Start Source excerpt

A forward observation operator, also known as the PRD simulator, is needed to establish the relation between model state variables and PRD for their assimilation in NWP models. Many polarimetric radar rain estimators have been developed and used for QPE [21,29,30]. These relations have also been extended for ice phases including snow and ice [36,37]. Because of the complex nature and nonlinear interaction in mixed phases, these aforementioned single species estimators are unable to fully establish the relation between the multiple species of model state variables and PRD for DA use.
To use PRD in the DA process of improving the accuracy of the initial conditions, or obtain the simulated PRD from model microphysics state variables, Pfeifer et al. [38] and Jung et al. [39] (hereafter J08) developed their own PRD simulators, respectively. Both studies include the contribution of ice and melting species to polarimetric parameters, but the former considers the attenuation effect of radar beams as well, while the latter emphasizes the important influence of melting ice particles. Then, Jung et al. [40] first directly assimilated PRD using the ensemble square-root Kalman filter (EnSRF) with a single-moment (SM) microphysical parameterization (MP) scheme, and then attained the improved analysis of the storm when polarimetric variables were assimilated. Applying rigorous scattering calculations via the T-matrix method, a more accurate and numerically integrated observation operator was developed by Jung et al. [41] (hereafter J10). Compared the simulation performance of J10 under SM and double-moment (DM) MP schemes, Jung et al. [42] found that some realistic polarimetric signatures reported in observational studies such as ZDR arc, midlevel ZDR, and ρhv ring [23,33] can only be reproduced by employing a DM MP scheme.

End Source excerpt
Start Input records

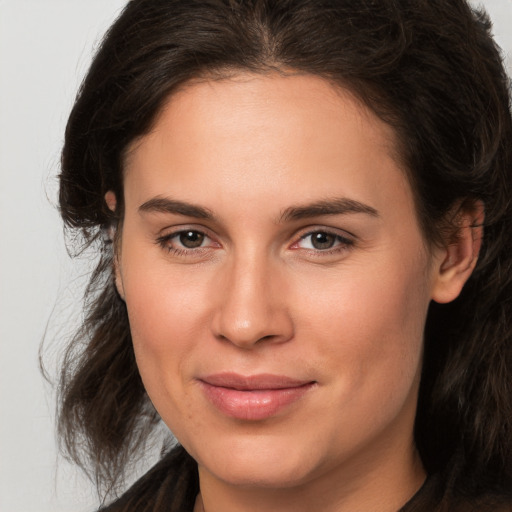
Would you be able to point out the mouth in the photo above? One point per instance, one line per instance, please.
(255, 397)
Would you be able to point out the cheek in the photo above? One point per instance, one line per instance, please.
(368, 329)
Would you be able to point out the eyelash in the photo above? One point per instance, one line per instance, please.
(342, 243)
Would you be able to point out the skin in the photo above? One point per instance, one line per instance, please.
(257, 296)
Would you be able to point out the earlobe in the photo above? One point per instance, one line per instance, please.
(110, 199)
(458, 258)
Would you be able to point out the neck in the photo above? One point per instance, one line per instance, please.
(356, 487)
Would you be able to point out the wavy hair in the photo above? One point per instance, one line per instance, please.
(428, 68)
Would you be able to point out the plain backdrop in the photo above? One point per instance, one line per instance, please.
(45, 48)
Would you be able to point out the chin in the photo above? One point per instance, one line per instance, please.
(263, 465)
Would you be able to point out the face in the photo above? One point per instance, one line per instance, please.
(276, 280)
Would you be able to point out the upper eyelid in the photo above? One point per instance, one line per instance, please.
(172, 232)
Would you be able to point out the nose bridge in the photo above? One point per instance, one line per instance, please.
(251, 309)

End Input records
Start Input records

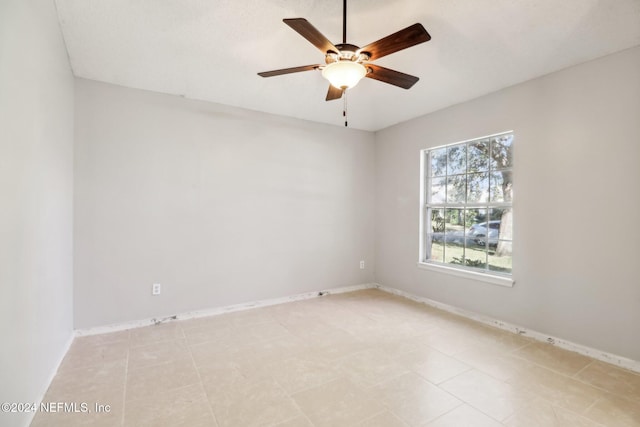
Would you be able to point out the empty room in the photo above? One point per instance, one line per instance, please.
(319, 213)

End Input records
Start Input records

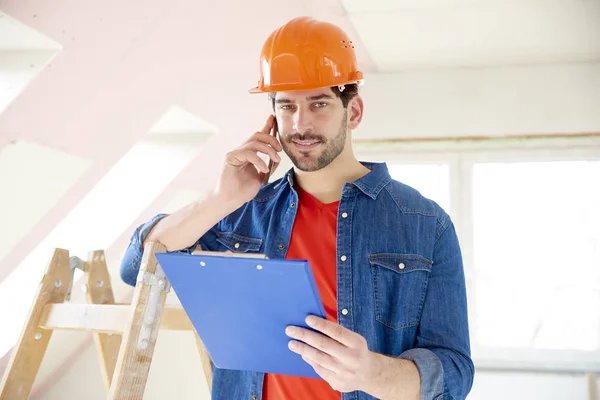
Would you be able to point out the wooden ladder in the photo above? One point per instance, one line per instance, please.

End Input records

Set problem 1: Render the sentence "Many polarimetric radar rain estimators have been developed and used for QPE [21,29,30]." from the excerpt on polarimetric radar data into Spanish.
Set problem 2: Tally the lines of the rows that contain the string "chin", treating uppercase and lowercase as different, and give only the number.

Complete response 1: Se han desarrollado y utilizado muchos estimadores polarimétricos de lluvia por radar para la QPE [21,29,30].

Complete response 2: 1